* **Work instruction**
Every entry below should be reproduced exactly, with all pictures left out.

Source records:

▼▼▼

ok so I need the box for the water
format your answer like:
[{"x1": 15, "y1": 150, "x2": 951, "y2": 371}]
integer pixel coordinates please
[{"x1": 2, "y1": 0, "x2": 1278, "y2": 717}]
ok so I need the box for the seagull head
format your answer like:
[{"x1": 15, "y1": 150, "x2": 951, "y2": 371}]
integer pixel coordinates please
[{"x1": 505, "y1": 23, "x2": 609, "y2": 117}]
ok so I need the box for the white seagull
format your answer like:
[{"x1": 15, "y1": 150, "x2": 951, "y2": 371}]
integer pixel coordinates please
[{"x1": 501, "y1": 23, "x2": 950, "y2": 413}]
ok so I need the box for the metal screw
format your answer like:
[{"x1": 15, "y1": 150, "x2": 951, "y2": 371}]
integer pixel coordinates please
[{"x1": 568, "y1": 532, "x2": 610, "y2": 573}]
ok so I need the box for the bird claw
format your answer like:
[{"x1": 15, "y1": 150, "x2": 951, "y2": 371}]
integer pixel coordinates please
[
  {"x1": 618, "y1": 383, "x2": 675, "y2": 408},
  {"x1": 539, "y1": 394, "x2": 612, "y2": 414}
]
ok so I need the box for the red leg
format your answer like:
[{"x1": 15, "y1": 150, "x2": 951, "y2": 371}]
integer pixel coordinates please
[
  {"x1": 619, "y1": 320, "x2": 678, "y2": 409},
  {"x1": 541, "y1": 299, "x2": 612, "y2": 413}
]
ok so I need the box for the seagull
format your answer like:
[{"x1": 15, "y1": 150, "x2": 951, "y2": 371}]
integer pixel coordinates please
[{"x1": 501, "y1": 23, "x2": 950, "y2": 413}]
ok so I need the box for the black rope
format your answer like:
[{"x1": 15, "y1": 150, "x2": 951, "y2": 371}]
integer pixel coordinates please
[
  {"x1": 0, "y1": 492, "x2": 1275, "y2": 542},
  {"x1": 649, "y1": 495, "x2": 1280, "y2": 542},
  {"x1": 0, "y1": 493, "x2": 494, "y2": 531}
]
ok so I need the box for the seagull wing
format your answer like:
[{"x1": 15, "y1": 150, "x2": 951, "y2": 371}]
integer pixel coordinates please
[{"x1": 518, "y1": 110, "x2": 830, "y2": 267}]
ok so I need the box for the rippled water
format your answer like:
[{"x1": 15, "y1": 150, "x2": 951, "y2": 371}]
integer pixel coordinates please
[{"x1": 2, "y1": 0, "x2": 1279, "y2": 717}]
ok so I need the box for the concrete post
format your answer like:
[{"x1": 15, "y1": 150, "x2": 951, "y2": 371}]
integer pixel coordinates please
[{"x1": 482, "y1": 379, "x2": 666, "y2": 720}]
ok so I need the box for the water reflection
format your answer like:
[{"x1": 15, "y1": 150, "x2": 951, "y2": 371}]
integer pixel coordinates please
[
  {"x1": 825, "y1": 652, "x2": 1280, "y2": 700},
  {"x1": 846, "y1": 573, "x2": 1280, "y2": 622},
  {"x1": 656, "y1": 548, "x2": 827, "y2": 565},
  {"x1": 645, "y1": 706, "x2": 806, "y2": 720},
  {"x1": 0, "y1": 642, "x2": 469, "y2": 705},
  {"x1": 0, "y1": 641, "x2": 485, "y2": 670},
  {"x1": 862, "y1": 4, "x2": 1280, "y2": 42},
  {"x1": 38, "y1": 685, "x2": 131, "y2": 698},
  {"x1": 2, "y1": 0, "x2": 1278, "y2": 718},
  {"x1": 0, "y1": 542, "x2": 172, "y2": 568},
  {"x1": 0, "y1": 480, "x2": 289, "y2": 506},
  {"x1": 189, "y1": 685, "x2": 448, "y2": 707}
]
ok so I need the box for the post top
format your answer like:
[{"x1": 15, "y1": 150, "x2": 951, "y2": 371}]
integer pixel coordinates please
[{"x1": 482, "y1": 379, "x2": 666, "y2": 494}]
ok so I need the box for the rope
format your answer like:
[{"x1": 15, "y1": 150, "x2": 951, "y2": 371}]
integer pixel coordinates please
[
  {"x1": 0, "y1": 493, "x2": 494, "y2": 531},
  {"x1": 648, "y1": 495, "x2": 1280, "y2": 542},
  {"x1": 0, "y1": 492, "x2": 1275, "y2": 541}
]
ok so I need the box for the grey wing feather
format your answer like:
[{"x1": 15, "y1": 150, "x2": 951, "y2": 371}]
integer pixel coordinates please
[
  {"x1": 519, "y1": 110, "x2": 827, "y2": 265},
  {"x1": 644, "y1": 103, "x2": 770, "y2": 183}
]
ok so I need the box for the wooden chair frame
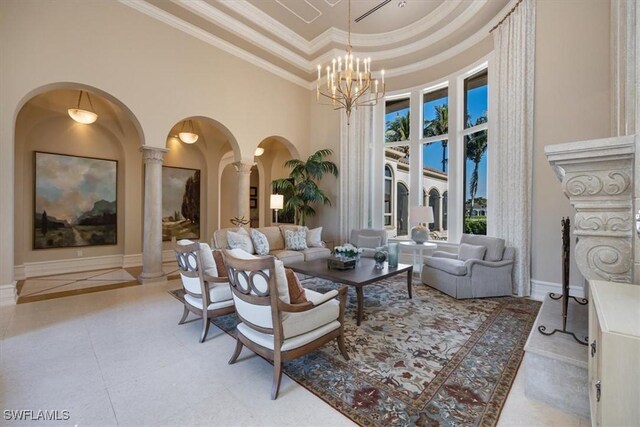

▲▲▲

* **Response to this exercise**
ok so I need the box for the water
format your answer like:
[{"x1": 15, "y1": 150, "x2": 951, "y2": 371}]
integer pixel coordinates please
[{"x1": 2, "y1": 0, "x2": 1278, "y2": 717}]
ok so I need the box for the seagull head
format your answer like:
[{"x1": 15, "y1": 150, "x2": 951, "y2": 371}]
integer pixel coordinates please
[{"x1": 505, "y1": 23, "x2": 609, "y2": 117}]
ok so I need the box for the white seagull
format your answer like:
[{"x1": 15, "y1": 150, "x2": 951, "y2": 371}]
integer pixel coordinates please
[{"x1": 501, "y1": 23, "x2": 950, "y2": 413}]
ok so I need the box for the metal screw
format your answer like:
[{"x1": 15, "y1": 150, "x2": 951, "y2": 371}]
integer pixel coordinates please
[{"x1": 568, "y1": 532, "x2": 610, "y2": 573}]
ok so I need the box for the bird claw
format your answer like:
[{"x1": 15, "y1": 150, "x2": 951, "y2": 371}]
integer pixel coordinates please
[
  {"x1": 618, "y1": 383, "x2": 675, "y2": 408},
  {"x1": 539, "y1": 394, "x2": 612, "y2": 414}
]
ok so I need the box for the red leg
format your answer like:
[{"x1": 15, "y1": 150, "x2": 951, "y2": 371}]
integer pixel coordinates please
[
  {"x1": 619, "y1": 320, "x2": 678, "y2": 409},
  {"x1": 541, "y1": 299, "x2": 612, "y2": 413}
]
ok so I need the box for the seagull
format your answer like:
[{"x1": 15, "y1": 150, "x2": 951, "y2": 371}]
integer pixel coordinates please
[{"x1": 501, "y1": 23, "x2": 950, "y2": 413}]
ok so I need the box for the black rope
format your answer like:
[{"x1": 15, "y1": 150, "x2": 951, "y2": 371}]
integer pixel coordinates please
[
  {"x1": 0, "y1": 492, "x2": 1275, "y2": 542},
  {"x1": 649, "y1": 495, "x2": 1280, "y2": 542},
  {"x1": 0, "y1": 493, "x2": 494, "y2": 531}
]
ok so I need the box for the seagull wing
format your answer like:
[{"x1": 15, "y1": 150, "x2": 951, "y2": 371}]
integer pixel coordinates please
[{"x1": 518, "y1": 110, "x2": 830, "y2": 267}]
ok so I need the box for the rippled water
format your answer like:
[{"x1": 15, "y1": 150, "x2": 951, "y2": 371}]
integer pixel coordinates please
[{"x1": 2, "y1": 0, "x2": 1279, "y2": 717}]
ok so I need the box for the concrete post
format your answer like:
[{"x1": 15, "y1": 150, "x2": 951, "y2": 371}]
integer pixel coordinates please
[{"x1": 482, "y1": 379, "x2": 666, "y2": 720}]
ok so I need the box for the water reflection
format your answer like:
[{"x1": 15, "y1": 150, "x2": 951, "y2": 371}]
integer pixel coordinates please
[
  {"x1": 825, "y1": 652, "x2": 1280, "y2": 700},
  {"x1": 846, "y1": 573, "x2": 1280, "y2": 622},
  {"x1": 656, "y1": 548, "x2": 827, "y2": 565},
  {"x1": 645, "y1": 706, "x2": 806, "y2": 720},
  {"x1": 0, "y1": 642, "x2": 469, "y2": 705},
  {"x1": 0, "y1": 641, "x2": 485, "y2": 670},
  {"x1": 862, "y1": 4, "x2": 1280, "y2": 42},
  {"x1": 38, "y1": 685, "x2": 131, "y2": 698},
  {"x1": 2, "y1": 0, "x2": 1278, "y2": 718},
  {"x1": 0, "y1": 542, "x2": 172, "y2": 568},
  {"x1": 0, "y1": 480, "x2": 289, "y2": 506},
  {"x1": 189, "y1": 685, "x2": 448, "y2": 707}
]
ok so I need the box for the post top
format your answer like:
[{"x1": 15, "y1": 150, "x2": 951, "y2": 371}]
integer pixel coordinates please
[{"x1": 482, "y1": 379, "x2": 666, "y2": 494}]
ok so I need the box for the rope
format your answer like:
[{"x1": 15, "y1": 150, "x2": 951, "y2": 371}]
integer pixel coordinates please
[
  {"x1": 0, "y1": 493, "x2": 494, "y2": 531},
  {"x1": 648, "y1": 495, "x2": 1280, "y2": 542},
  {"x1": 0, "y1": 492, "x2": 1275, "y2": 541}
]
ok so I need the box for the grey wing feather
format your answer like:
[{"x1": 15, "y1": 150, "x2": 951, "y2": 371}]
integer pixel coordinates please
[
  {"x1": 519, "y1": 110, "x2": 827, "y2": 265},
  {"x1": 644, "y1": 103, "x2": 770, "y2": 183}
]
ok so I need the box for the wooden chair frame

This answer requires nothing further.